(Collected data entries)
::::

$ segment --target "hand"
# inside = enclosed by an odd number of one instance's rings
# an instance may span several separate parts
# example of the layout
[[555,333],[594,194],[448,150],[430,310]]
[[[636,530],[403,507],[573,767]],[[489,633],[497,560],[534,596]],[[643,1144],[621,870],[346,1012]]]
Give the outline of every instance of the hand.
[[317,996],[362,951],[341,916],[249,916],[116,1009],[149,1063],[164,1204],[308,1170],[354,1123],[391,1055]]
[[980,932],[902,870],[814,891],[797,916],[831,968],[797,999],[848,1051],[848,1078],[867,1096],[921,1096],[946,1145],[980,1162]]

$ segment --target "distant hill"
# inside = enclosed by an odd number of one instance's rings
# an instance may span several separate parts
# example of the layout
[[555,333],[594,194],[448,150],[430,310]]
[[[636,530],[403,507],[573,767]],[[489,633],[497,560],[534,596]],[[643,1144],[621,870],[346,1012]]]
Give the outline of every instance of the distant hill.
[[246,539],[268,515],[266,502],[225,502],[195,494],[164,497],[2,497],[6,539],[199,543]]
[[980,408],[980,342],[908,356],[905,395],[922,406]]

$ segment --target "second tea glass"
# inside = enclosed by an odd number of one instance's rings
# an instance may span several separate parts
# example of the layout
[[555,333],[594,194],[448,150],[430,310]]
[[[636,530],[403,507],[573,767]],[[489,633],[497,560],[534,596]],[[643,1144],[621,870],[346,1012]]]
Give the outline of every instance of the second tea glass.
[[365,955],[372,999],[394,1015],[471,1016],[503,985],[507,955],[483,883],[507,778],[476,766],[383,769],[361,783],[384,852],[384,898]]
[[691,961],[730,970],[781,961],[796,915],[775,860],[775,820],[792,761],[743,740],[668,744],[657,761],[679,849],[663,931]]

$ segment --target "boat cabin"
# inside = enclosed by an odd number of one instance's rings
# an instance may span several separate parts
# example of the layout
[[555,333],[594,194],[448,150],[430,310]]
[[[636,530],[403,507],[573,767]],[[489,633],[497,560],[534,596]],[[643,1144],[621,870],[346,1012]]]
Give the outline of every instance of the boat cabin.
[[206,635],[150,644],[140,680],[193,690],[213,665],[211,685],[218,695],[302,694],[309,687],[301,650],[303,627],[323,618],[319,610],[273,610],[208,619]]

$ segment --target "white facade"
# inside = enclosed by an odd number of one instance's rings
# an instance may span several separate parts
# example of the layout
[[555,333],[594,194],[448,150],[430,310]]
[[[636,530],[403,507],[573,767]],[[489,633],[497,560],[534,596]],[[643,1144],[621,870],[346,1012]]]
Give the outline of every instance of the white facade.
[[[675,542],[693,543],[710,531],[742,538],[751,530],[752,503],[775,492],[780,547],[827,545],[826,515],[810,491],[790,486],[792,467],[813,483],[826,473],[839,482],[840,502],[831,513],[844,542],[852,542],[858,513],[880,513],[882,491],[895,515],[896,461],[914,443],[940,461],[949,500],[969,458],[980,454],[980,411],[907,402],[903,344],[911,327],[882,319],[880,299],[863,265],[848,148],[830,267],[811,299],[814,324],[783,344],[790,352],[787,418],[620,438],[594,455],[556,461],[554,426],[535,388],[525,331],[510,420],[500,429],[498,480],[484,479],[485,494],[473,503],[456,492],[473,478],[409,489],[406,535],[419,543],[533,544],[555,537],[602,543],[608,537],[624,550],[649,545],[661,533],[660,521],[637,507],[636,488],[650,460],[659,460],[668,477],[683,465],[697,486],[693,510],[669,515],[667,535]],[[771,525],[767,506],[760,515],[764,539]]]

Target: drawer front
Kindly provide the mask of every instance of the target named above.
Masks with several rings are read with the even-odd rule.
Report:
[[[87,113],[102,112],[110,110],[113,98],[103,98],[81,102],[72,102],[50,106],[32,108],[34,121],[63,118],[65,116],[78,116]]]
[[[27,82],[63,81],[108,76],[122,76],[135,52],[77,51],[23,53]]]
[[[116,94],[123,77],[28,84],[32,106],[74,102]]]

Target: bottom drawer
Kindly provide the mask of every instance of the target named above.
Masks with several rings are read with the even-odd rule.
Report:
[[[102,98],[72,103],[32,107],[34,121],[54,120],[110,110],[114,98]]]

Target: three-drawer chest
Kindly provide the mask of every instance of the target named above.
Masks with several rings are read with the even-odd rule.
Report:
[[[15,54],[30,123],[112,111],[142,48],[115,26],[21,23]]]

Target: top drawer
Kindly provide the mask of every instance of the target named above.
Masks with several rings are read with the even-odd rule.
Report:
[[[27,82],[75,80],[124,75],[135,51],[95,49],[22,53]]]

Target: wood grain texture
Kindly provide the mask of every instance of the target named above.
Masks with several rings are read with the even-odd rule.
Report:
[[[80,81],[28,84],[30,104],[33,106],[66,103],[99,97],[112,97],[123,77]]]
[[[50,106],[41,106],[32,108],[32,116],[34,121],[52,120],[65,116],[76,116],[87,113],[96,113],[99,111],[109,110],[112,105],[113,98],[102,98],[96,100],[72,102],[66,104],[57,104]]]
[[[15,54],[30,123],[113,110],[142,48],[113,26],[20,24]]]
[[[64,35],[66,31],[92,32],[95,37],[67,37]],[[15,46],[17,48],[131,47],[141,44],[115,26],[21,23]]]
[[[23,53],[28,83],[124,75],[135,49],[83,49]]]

::::

_Exercise_:
Print every one of the entries above again, line for line, with no changes.

_Expected output_:
$ segment --target "hand"
# inside = enclosed by an odd number of one instance's rings
# an instance may span several separate parts
# example of the layout
[[555,333],[594,194],[448,150],[430,310]]
[[[636,530],[403,507],[573,767]],[[489,633],[497,560],[534,596]],[[643,1144],[621,870],[346,1012]]]
Give the outline of every instance of the hand.
[[317,996],[362,951],[341,916],[249,916],[116,1009],[149,1063],[164,1204],[308,1170],[354,1123],[391,1055]]
[[980,932],[902,870],[814,891],[797,916],[831,968],[797,999],[848,1051],[848,1078],[867,1096],[921,1096],[946,1145],[980,1162]]

$ segment --target "distant hill"
# inside = enclosed by an odd number of one instance's rings
# an instance may span several separate parts
# example of the layout
[[555,333],[594,194],[448,150],[430,310]]
[[[636,530],[403,507],[573,767]],[[489,633],[497,560],[534,596]],[[643,1144],[621,870],[346,1012]]]
Give the outline of every instance of the distant hill.
[[246,539],[268,515],[266,502],[225,502],[195,494],[164,497],[2,497],[6,539],[199,543]]
[[980,408],[980,342],[908,356],[905,395],[922,406]]

$ segment --target "second tea glass"
# inside = enclosed by an odd number of one instance's rings
# an instance may span several separate parts
# example of the layout
[[555,333],[594,194],[448,150],[430,310]]
[[[636,530],[403,507],[573,767]],[[489,633],[497,560],[534,596]],[[643,1144],[621,870],[346,1012]]]
Give the outline of every instance of the second tea glass.
[[365,955],[372,999],[394,1015],[471,1016],[503,985],[507,955],[483,883],[507,778],[476,766],[383,769],[361,783],[384,852],[384,898]]
[[691,961],[730,970],[781,961],[796,915],[775,860],[775,820],[792,761],[743,740],[668,744],[657,761],[679,849],[663,931]]

$ segment --target "boat cabin"
# inside = enclosed by an odd number of one instance's rings
# an instance may span several separate parts
# example of the layout
[[555,333],[594,194],[448,150],[430,310]]
[[[636,530],[403,507],[573,767]],[[489,633],[497,560],[534,596]],[[643,1144],[621,870],[346,1012]]]
Give the outline of every instance of the boat cabin.
[[206,635],[150,644],[140,680],[193,690],[213,665],[211,685],[218,695],[302,694],[309,687],[301,650],[303,627],[323,618],[319,610],[273,610],[208,619]]

$ segment --target "white facade"
# inside = enclosed by an odd number of one instance's rings
# an instance may span several separate parts
# example of the layout
[[555,333],[594,194],[448,150],[430,310]]
[[[636,530],[403,507],[573,767]],[[489,633],[497,560],[534,596]],[[643,1144],[621,870],[346,1012]]]
Give the outline of every instance of the white facade.
[[[675,542],[693,543],[710,531],[742,538],[751,530],[752,503],[775,492],[780,547],[827,545],[826,515],[810,491],[790,486],[792,467],[813,483],[826,473],[839,482],[840,502],[831,513],[844,542],[852,542],[858,513],[880,513],[882,491],[895,515],[896,461],[914,443],[940,461],[949,500],[969,458],[980,454],[980,411],[907,402],[903,344],[911,327],[882,319],[880,299],[863,265],[848,148],[830,267],[811,299],[814,324],[783,344],[790,352],[787,418],[620,438],[594,455],[556,461],[554,426],[535,388],[525,331],[510,420],[500,429],[498,480],[484,479],[485,494],[473,503],[456,492],[473,478],[409,489],[406,535],[419,543],[533,544],[555,537],[602,543],[608,537],[624,550],[649,545],[661,533],[660,521],[637,507],[636,488],[650,460],[659,460],[668,477],[683,465],[697,486],[693,510],[669,515],[667,535]],[[771,525],[767,506],[760,515],[764,539]]]

Target: drawer front
Kindly provide the mask of every instance of the target named above.
Masks with several rings are read with the even-odd rule.
Report:
[[[87,113],[102,112],[110,110],[113,98],[103,98],[81,102],[72,102],[50,106],[32,108],[34,121],[63,118],[65,116],[78,116]]]
[[[27,82],[63,81],[108,76],[122,76],[135,52],[77,51],[23,53]]]
[[[116,94],[123,77],[28,84],[32,106],[74,102]]]

Target: bottom drawer
Kindly provide the mask of every instance of the target named above.
Masks with several rings are read with the even-odd rule.
Report:
[[[102,98],[72,103],[32,107],[34,121],[54,120],[110,110],[114,98]]]

Target: three-drawer chest
Kindly provide the mask of every instance of the target named above.
Masks with several rings are read with the even-odd rule.
Report:
[[[15,54],[30,123],[112,111],[142,48],[115,26],[21,23]]]

Target: top drawer
Kindly provide the mask of every instance of the target named above.
Masks with several rings are read with the even-odd rule.
Report:
[[[27,82],[75,80],[124,75],[135,51],[95,49],[22,53]]]

Target: wood grain texture
Kindly provide the mask of every instance of the target named above.
Masks with several rings are read with the even-odd rule.
Report:
[[[80,81],[28,84],[30,104],[33,106],[66,103],[99,97],[112,97],[123,77]]]
[[[50,106],[41,106],[32,108],[32,116],[34,121],[52,120],[65,116],[76,116],[87,113],[96,113],[99,111],[109,110],[112,105],[113,98],[102,98],[96,100],[72,102],[66,104],[57,104]]]
[[[15,54],[30,123],[113,110],[142,48],[113,26],[20,24]]]
[[[64,35],[66,31],[92,32],[95,37],[67,37]],[[15,46],[17,48],[131,47],[141,44],[115,26],[21,23]]]
[[[23,53],[28,83],[124,75],[135,49],[83,49]]]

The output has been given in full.